For many years now Jordan has been confronting a most unwelcome strategic environment to its west, across the Jordan River. Fatah has failed to end Israel’s occupation of the West Bank, including East Jerusalem, and the growing power of Hamas as a political factor has proceeded in tandem. Fatah is no friend of Jordan, where memories of Black September remain etched in the consciousness of the Jordanian elite. But Jordan long ago was forced by its own failures and by circumstances beyond its control to make its peace with the PLO, not only as the recognized representative of the Palestinian people — at least those residing east of the Jordan River —- but also as a strategic buffer against Israeli, American and Islamic/Arab claims against Amman. The PLO, notably after King Hussein’s 1988 disengagement from the West Bank, became Jordan’s insurance policy against the imposition of a solution at Jordan’s expense to Palestine’s problems in West Bank and Gaza Strip.
To Jordan’s dismay, it is being forced to realize that Fatah and the PLO it embodies cannot perform this task. This conclusion has been debated from time to time in recent years. The barometer of these discussions is Amman’s on-again, off-again dance with Khaled Meshaal and Hamas, most notably the 2009 thaw in relations engineered by Gen. Mohammad Dhahabi, who was at the time head of Jordan’s General Intelligence Department. If Fatah cannot be a Palestinian shield protecting Jordanian interests in a quiescent West Bank, it is argued, then perhaps Hamas should be given a go.

__Task 1__.
In the Jordan excerpt:
(a) Whose 1988 disengagement from the West Bank does it mention?
(b) Who headed Jordan's General Intelligence Department at the time of the 2009 thaw?
(c) What memories remain etched in the consciousness of the Jordanian elite?
__Task 2__. Quote the Jordan excerpt starting with "To Jordan’s dismay, it" and going on through "given a go.".
__Task 3__. Can you write what comes next in the Jordan excerpt, starting after its final sentence?
None of the data has any part in these tasks.

__Data rows__.
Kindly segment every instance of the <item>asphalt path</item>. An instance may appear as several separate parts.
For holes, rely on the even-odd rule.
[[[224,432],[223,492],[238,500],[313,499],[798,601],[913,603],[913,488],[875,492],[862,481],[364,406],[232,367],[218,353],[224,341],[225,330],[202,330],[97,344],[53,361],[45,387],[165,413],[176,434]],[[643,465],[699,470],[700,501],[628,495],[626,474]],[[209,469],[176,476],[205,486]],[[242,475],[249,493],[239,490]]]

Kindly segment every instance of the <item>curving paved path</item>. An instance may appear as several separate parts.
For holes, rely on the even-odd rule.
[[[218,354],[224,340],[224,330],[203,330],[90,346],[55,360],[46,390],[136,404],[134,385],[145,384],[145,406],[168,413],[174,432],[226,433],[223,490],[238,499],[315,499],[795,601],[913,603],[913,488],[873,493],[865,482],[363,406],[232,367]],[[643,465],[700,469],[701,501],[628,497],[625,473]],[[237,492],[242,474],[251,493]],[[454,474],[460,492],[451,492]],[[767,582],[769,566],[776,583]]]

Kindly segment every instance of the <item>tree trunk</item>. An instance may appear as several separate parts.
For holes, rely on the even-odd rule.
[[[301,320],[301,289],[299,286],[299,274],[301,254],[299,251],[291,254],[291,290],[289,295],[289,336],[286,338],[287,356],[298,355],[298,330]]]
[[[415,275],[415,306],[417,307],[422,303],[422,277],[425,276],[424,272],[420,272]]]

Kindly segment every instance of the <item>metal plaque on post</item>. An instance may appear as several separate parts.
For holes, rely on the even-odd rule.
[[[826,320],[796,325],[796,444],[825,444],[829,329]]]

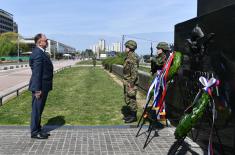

__Written answer 1__.
(a) King Hussein's
(b) Gen. Mohammad Dhahabi
(c) Memories of Black September

__Written answer 2__.
To Jordan’s dismay, it is being forced to realize that Fatah and the PLO it embodies cannot perform this task. This conclusion has been debated from time to time in recent years. The barometer of these discussions is Amman’s on-again, off-again dance with Khaled Meshaal and Hamas, most notably the 2009 thaw in relations engineered by Gen. Mohammad Dhahabi, who was at the time head of Jordan’s General Intelligence Department. If Fatah cannot be a Palestinian shield protecting Jordanian interests in a quiescent West Bank, it is argued, then perhaps Hamas should be given a go.

__Written answer 3__.
The other option, and the one today at the center of Jordan’s agenda, suggests a fundamental rethinking of Jordan’s exit from the West Bank that began with King Hussein’s failure in 1972 to reach an agreement on Israeli withdrawal with Moshe Dayan and that gained momentum with the Arab League decision to recognize the PLO as the sole legitimate representative of the Palestinian people in 1974. Like Jordan’s unenthusiastic turn in Hamas’ direction, this option reflects Jordan’s despair at Fatah’s failure and is a hedge against Fatah’s capitulation to Israel in a deal that would endanger Jordan’s interest in preventing an influx of Palestinians eastward across the Jordan River.
One example of this trend is the “historic,” if precipitous, agreement between King Abdullah and PLO head Mahmoud Abbas in March confirming the Jordanian king’s stewardship of the holy places in Jerusalem.
“In this historic agreement, Abbas reiterated that the king is the custodian of holy sites in Jerusalem and that he has the right to exert all legal efforts to preserve them, especially Al-Aqsa mosque,” the palace said in a statement. Abbas said that the agreement confirmed “Jordan’s role since the era of the late King Hussein” and that it consolidated agreements established decades ago.
Abbas’ signature marks the first formal Palestinian recognition of Jordan’s central role in Jerusalem and it complements the understanding detailed in Jordan’s treaty with Israel in 1994. The treaty notes that “Israel respects the present special role of the Hashemite Kingdom of Jordan in Muslim Holy shrines in Jerusalem. When negotiations on the permanent status will take place, Israel will give high priority to the Jordanian historic role in these shrines.”
Abbas’ interest in formalizing Jordan’s role is a function of Palestinian weakness and stands in ironic contrast to the nominal, and apparently symbolic boost for sovereignty won at the UN last November.
The understanding on Jerusalem reflects the PLO’s interest in Amman as a diplomatic safe harbor, protecting against both Hamas and Israel, and Amman’s readiness to reaffirm its interest in Jerusalem at the PLO’s (and Hamas’) expense.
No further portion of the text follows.